Boston Globe editor Brian McGrory was the keynote speaker at today’s Mount Ida College commencement. Here’s what he told the graduates:
Good morning. President Brown, thank you for the high honor of being able to join you at such a joyous celebration today. Thank you to the board of trustees. Please don’t look askance at President Brown because he signed up someone in such a high-flying, growth industry like newspapers as your commencement speaker today. To the faculty, proud grandparents, bored siblings, parents who are brimming with equal measures of relief and delight, and most especially, to the Mount Ida graduating class of 2015, huge and heartfelt congratulations.
I know that almost all of you have just two questions on your minds: Who is this guy and how long is he going to take? I have some very good news. I told President Brown that if I go even a second longer than an hour, to give me a little signal and I’ll make every effort to stop as soon as I can. Not that anyone here has anything else they want to do today — except maybe start the rest of your lives.
May is the month when EPA agents should be running around America in hazmat suits investigating the damage caused to our environment by all the commencement speakers who are blowing hot air at captive audiences, and New England, given the number of schools we have, suffers more than most. Since I received the invitation a few months ago, I’ve done something of a study of commencement speeches. There are entire websites devoted to them – good speeches and bad. And what I found was this:/CONTINUES
* I found that the world is a big colorful beautiful place, far more connected and interesting than it’s ever been. The world is a cold and foreboding place, far more detached and lonely than it’s ever been.
* You should chase your dreams across the decades. Don’t spend your life with your head in the clouds.
* Embrace failure; it means that you’re stretching yourselves, sometimes, inevitably, beyond a comfortable reach. Don’t fail too much or you will be branded, well, a failure. Trust your own gut. Find great and wise mentors and lean on them hard.
* You are the most special class we have ever had, coming into the world innately armed with all the tools to take part in this technology revolution. You are not special at all. You’ve just been constantly told that you are.
If it sounds confusing, let me just assure you that you haven’t seen anything yet. Adulthood, the workplace, family issues, parenthood, friendship, it’s one vast thick pot of absolutely indecipherable confusion. Luckily, and I mean this, it’s also a tremendous amount of fun – at least on most days, and if you make it that way.

[Exercise objective]
Please write the next part of the commencement speech, picking up right after its last sentence. The entries after this speech come from a separate source.

[Data provided]
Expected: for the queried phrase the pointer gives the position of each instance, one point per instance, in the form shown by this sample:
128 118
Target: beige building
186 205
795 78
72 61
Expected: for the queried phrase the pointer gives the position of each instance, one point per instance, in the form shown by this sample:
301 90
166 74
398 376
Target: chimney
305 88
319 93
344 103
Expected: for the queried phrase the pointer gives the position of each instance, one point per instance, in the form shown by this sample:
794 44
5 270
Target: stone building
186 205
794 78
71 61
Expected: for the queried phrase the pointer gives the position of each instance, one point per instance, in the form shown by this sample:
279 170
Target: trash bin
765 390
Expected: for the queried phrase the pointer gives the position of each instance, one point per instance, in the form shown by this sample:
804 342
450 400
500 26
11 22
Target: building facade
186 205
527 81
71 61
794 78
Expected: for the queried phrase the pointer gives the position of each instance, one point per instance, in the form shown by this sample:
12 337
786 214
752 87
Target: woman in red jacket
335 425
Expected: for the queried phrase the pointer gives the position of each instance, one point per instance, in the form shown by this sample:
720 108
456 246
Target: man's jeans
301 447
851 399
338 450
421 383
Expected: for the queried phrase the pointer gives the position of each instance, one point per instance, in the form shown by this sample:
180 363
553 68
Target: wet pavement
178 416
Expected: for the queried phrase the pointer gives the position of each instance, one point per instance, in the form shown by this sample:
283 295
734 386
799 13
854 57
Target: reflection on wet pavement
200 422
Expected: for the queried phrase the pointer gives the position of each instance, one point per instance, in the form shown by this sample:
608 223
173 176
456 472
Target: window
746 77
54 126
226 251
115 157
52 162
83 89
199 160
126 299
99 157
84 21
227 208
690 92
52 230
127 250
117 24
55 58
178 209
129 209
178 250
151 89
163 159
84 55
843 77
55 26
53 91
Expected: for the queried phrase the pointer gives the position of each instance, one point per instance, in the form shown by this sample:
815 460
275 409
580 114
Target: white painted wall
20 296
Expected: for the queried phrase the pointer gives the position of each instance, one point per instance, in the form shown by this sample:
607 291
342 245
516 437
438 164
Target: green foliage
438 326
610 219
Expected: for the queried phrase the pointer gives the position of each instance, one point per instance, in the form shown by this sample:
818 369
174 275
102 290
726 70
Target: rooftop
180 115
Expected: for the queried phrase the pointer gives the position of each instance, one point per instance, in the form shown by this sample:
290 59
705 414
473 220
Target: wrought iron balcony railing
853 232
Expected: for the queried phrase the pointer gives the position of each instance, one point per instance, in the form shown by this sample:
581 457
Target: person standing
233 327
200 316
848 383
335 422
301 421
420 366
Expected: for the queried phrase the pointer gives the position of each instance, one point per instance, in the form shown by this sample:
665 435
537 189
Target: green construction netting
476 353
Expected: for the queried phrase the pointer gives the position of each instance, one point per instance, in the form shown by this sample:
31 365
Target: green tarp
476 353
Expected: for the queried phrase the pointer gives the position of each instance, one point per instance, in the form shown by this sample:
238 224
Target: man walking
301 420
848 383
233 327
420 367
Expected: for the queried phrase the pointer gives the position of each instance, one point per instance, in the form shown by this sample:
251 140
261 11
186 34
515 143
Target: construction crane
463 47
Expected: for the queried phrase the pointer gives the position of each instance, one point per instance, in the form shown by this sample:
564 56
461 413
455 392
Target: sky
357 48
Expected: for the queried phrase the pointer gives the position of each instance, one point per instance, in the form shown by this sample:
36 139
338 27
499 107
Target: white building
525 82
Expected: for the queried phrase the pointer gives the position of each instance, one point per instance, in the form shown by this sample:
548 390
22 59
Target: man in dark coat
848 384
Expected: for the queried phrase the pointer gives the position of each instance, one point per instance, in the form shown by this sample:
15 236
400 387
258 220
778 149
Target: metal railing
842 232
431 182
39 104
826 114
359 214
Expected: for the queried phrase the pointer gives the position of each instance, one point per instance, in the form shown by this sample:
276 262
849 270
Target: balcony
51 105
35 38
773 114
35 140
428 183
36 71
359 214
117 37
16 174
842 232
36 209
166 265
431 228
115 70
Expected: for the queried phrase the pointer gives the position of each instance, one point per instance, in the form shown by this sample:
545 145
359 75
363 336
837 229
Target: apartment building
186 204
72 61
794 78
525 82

[Exercise answer]
So before we get to the serious, hot-air part of this program, in which I’ll spend a bit of time talking about me while pretending to relate to you, even though I’m mostly doing it because I just like talking about me, let me share a few bits of basic, real world wisdom gleaned the hard way over the years.
1/ That State Police officer who has just pulled you to the side of the highway has never once in his entire career said to himself, “Hmmm, this driver is yelling at me so hard that I should probably let let him off.”
2/ Buying in bulk is overrated. You really don’t need as many rolls of paper towels, or smoked salmon, or Lucky Charms as it might feel like when you’re in the aisle of BJs or Costco.
3/ When the car salesman says the price is good for that day only, he’s lying.
All right, that’s about the extent of my advice. But now allow me to share a few observations that I’ve gleaned over the years.
Let me flip over to my favorite topic for a moment, which is myself, as at least partial proof that I offer virtually no lessons for you to draw on today.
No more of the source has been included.